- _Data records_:
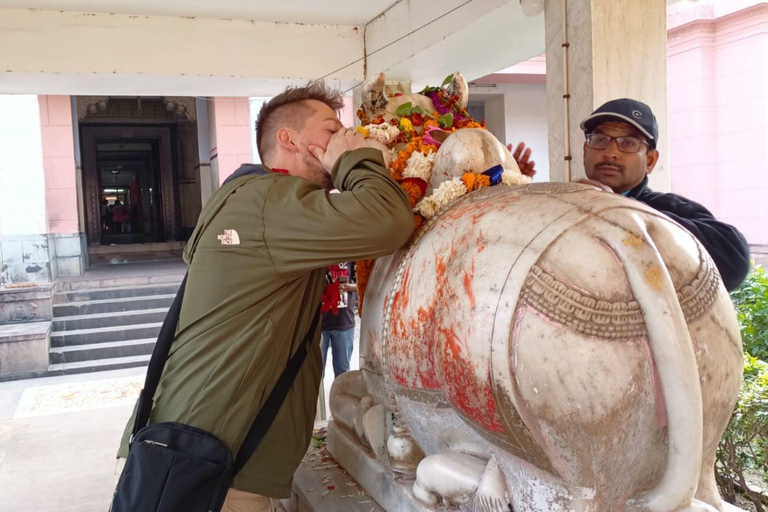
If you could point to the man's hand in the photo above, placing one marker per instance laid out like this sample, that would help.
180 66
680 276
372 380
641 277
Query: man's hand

- _Direction_: Output each line of the data above as a Markdown table with the columns Row and Line, skipping blank lines and leaving out the pictures.

- _Reply to the task_:
| Row | Line |
|---|---|
| 1 | If you could point to the man's hand in the photo above, placing one marker per instance laid out like this sample, that would help. |
| 2 | 180 66 |
| 3 | 680 276 |
| 4 | 372 380 |
| 5 | 641 277 |
| 6 | Query: man's hand |